Roman Catholic bishop emeritus

Diego Coletti (born 25 September 1941) is an Italian prelate of the Catholic Church who was rector of the Pontifical Lombard Seminary from 1989 to 2000, Bishop of Livorno from 2001 to 2006, and Bishop of Como from 2007 to 2016.

==Biography==
Diego Coletti was born on 25 September 1941 in Milan. He was ordained a priest of the Archdiocese of Milan on 26 June 1965. After classical and theological studies in the Seminary of Milan, he obtained a license in theology and a doctorate in philosophy from the Pontifical Gregorian University in 1972. He was ordained a priest of the Archdiocese of Milan on 26 June 1965. He taught at the seminary in Saronno from 1968 to 1977 and was then rector of the theological seminary of Venegono until 1983. After a sabbatical year, he worked as a parish priest and the diocesan chaplain of the Italian Catholic scouting association and diocesan assistant for Catholic Action. In 1989 he was appointed rector of the Pontifical Lombard Seminary in Rome and in 1997 he became also the National Assistant for the scouts.

On 9 December 2000, Pope John Paul II named him Bishop of Livorno. He received his episcopal consecration on 13 January 2001 from Cardinal Carlo Maria Martini, Archbishop of Milan. He was installed on 4 February 2001.

On 13 December 2004, Pope John Paul named him a consultor to the Congregation for Catholic Education. In May 2005 he was elected president of the episcopal commission on education of the Italian Bishops Conference.

On 2 December 2006, Pope Benedict XVI named him Bishop of Como. He was installed on 28 January 2007.

He retired upon the appointment of his successor on 4 October 2016.

▸ **CHECK YOUR UNDERSTANDING**
A. Rewrite the paragraph of the Diego Coletti passage that begins "On 9 December 2000" as a shorter list that keeps its main facts.
B. Copy the Diego Coletti passage word for word, starting at the words "On 13 December" and ending after the words "Italian Bishops Conference.".

▸ **RECORD SET**
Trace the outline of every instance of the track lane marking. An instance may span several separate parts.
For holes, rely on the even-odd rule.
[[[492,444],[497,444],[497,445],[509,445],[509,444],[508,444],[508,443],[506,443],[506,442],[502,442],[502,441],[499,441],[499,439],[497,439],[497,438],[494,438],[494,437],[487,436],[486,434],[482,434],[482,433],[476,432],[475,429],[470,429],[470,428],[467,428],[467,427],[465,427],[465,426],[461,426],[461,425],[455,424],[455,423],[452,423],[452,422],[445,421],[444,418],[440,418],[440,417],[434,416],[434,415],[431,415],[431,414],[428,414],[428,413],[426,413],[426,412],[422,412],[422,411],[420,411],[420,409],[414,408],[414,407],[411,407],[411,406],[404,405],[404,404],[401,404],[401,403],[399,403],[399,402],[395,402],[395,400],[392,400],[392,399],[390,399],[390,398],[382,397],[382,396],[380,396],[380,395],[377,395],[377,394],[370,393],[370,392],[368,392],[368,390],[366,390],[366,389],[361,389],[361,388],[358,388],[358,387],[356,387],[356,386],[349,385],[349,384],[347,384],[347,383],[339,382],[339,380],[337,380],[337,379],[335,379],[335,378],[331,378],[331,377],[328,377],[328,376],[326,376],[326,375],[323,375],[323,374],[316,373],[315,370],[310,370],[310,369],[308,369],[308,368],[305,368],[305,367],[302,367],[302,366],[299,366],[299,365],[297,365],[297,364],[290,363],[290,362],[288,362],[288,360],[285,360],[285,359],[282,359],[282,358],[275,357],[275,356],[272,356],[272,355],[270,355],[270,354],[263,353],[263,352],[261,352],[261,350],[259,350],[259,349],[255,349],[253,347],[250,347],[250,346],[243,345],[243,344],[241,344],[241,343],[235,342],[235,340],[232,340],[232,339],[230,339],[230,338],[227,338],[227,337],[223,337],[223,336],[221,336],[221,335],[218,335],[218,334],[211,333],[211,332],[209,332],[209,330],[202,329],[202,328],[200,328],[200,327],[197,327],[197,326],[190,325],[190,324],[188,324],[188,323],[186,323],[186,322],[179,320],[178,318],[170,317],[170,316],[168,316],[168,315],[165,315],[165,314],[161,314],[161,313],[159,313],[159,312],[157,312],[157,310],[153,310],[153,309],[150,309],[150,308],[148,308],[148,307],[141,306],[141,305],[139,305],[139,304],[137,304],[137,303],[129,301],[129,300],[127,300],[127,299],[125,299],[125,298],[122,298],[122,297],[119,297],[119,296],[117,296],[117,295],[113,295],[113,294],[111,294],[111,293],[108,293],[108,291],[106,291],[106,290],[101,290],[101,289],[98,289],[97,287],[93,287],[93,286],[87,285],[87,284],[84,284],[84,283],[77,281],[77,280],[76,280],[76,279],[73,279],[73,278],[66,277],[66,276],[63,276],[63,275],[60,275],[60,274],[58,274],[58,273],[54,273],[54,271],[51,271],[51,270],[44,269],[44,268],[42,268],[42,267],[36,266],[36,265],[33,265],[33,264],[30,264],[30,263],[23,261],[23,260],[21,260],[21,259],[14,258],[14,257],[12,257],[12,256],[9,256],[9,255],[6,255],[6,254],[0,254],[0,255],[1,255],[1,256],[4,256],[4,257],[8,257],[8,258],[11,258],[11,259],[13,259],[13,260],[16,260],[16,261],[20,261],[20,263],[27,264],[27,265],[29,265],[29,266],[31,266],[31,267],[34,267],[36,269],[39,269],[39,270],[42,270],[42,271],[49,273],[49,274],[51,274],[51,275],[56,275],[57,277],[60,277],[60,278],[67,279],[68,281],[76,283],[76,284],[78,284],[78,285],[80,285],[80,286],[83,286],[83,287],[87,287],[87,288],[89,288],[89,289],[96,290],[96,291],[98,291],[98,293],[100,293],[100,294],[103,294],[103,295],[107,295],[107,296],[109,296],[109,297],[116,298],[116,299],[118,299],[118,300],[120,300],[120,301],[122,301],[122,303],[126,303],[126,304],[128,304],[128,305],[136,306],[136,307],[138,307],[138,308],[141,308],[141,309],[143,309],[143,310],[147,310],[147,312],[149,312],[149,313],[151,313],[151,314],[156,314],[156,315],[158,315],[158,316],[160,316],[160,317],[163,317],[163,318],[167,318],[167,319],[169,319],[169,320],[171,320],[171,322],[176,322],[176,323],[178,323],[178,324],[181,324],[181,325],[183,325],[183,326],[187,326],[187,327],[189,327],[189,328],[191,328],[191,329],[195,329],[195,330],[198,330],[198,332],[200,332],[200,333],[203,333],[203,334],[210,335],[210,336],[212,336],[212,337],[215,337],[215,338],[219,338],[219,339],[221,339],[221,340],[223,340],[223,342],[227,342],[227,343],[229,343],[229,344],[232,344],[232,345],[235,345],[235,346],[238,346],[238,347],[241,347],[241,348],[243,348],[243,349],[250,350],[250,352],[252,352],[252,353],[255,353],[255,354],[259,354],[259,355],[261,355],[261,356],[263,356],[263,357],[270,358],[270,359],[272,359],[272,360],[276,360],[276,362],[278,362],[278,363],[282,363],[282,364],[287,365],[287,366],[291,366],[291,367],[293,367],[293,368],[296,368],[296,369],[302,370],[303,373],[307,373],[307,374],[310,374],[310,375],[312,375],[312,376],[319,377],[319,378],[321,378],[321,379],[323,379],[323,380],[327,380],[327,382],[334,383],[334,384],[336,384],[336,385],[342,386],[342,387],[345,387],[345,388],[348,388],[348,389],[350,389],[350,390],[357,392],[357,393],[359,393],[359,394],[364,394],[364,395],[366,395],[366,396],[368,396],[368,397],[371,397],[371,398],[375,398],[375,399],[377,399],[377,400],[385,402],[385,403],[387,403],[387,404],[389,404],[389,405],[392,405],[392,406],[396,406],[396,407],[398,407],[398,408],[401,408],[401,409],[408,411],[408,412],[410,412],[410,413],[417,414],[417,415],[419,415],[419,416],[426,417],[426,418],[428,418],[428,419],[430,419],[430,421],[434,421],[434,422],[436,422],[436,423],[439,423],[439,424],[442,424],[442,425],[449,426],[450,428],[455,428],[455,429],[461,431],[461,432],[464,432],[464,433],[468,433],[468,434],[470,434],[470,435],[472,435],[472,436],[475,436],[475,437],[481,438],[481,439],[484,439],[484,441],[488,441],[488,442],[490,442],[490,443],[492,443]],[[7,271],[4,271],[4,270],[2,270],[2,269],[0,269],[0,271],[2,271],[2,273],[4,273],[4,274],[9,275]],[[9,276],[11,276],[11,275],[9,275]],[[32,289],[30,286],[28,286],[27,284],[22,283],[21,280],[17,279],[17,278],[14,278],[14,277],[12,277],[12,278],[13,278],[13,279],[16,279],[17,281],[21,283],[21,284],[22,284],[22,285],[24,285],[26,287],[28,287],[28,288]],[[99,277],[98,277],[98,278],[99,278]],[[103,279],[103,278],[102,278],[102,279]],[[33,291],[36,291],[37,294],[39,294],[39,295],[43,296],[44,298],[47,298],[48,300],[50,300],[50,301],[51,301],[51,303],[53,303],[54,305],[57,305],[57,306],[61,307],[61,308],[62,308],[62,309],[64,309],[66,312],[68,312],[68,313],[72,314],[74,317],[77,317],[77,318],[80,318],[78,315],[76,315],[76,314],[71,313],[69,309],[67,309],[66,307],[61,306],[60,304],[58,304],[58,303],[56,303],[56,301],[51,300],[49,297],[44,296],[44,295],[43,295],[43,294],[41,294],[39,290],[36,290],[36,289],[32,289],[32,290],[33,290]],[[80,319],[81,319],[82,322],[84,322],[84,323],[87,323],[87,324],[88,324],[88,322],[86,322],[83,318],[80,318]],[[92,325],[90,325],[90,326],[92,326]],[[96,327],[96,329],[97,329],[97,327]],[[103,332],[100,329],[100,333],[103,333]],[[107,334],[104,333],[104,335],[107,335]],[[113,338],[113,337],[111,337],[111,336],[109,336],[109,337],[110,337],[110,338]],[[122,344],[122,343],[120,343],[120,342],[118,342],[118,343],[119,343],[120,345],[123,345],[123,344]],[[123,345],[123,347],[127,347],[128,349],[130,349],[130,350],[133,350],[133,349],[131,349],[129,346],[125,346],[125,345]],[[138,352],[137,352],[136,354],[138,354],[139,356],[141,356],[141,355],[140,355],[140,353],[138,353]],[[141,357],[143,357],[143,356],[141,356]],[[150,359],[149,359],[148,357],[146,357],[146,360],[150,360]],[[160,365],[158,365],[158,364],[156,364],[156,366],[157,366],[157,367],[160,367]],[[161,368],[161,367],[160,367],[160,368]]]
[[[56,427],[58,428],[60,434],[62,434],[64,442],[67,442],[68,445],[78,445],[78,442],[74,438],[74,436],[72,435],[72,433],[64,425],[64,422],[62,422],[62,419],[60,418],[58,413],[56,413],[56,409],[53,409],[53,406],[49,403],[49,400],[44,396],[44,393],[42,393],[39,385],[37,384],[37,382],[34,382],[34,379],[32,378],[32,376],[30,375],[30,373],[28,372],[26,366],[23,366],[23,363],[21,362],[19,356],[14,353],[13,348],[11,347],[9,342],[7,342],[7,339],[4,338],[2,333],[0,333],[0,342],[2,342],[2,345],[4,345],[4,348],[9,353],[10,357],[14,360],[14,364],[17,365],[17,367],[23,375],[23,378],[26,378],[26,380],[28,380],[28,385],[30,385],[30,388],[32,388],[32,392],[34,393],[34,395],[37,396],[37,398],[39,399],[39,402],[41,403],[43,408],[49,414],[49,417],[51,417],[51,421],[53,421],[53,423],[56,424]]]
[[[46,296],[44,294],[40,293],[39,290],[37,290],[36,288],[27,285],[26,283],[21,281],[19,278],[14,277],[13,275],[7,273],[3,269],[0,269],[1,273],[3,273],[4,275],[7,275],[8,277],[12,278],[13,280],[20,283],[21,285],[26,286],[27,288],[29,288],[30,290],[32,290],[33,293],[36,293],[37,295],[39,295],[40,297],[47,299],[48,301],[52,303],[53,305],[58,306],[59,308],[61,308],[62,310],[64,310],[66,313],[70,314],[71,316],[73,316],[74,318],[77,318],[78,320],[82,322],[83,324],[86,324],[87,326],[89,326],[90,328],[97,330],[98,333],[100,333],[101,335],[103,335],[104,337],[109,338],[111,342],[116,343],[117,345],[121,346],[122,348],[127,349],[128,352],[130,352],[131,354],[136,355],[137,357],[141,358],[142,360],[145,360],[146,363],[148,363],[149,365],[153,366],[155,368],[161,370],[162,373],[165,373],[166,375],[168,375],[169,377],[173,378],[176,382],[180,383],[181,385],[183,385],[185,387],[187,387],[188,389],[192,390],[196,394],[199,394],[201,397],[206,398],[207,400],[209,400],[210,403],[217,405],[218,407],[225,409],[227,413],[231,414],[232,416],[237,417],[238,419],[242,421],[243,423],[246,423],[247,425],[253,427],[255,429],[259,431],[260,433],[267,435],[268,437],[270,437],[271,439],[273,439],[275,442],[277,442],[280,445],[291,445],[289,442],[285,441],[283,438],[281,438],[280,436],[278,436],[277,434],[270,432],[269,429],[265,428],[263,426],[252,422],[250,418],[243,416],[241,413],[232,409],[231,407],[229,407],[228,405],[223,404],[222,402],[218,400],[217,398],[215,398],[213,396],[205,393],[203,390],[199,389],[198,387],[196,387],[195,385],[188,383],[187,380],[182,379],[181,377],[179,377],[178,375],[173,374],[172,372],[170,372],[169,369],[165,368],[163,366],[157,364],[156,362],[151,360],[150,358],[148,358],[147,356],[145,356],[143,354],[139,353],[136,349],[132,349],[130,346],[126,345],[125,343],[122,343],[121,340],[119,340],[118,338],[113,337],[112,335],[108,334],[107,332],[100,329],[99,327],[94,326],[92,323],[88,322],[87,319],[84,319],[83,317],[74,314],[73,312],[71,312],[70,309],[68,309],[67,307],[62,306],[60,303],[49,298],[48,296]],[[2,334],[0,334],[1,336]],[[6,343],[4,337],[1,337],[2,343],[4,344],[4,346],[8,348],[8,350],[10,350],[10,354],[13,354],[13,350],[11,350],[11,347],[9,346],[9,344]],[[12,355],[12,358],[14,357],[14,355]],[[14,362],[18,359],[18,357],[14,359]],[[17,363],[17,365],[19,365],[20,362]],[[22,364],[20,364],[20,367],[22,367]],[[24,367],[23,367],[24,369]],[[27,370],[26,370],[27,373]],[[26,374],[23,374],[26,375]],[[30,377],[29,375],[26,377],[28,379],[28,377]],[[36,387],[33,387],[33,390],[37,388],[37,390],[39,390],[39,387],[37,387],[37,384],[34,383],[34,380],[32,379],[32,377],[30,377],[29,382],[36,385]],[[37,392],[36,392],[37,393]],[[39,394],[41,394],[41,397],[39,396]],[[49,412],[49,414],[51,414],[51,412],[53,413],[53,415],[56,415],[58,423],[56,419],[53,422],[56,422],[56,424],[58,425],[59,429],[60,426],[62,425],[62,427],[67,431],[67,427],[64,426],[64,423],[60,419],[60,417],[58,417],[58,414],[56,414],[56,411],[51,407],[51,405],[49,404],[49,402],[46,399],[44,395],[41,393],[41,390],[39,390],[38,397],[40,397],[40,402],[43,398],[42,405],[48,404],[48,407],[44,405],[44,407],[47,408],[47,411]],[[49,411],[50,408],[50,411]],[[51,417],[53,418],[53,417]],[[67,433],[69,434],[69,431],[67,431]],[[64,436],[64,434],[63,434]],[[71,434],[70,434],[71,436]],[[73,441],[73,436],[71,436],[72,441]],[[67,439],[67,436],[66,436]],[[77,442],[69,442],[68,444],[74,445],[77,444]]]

▸ **RESPONSES TO THE TASKS**
A.
- 9 December 2000: Pope John Paul II named him Bishop of Livorno.
- 13 January 2001: Cardinal Carlo Maria Martini, Archbishop of Milan, gave him episcopal consecration.
- 4 February 2001: He was installed.

B.
On 13 December 2004, Pope John Paul named him a consultor to the Congregation for Catholic Education. In May 2005 he was elected president of the episcopal commission on education of the Italian Bishops Conference.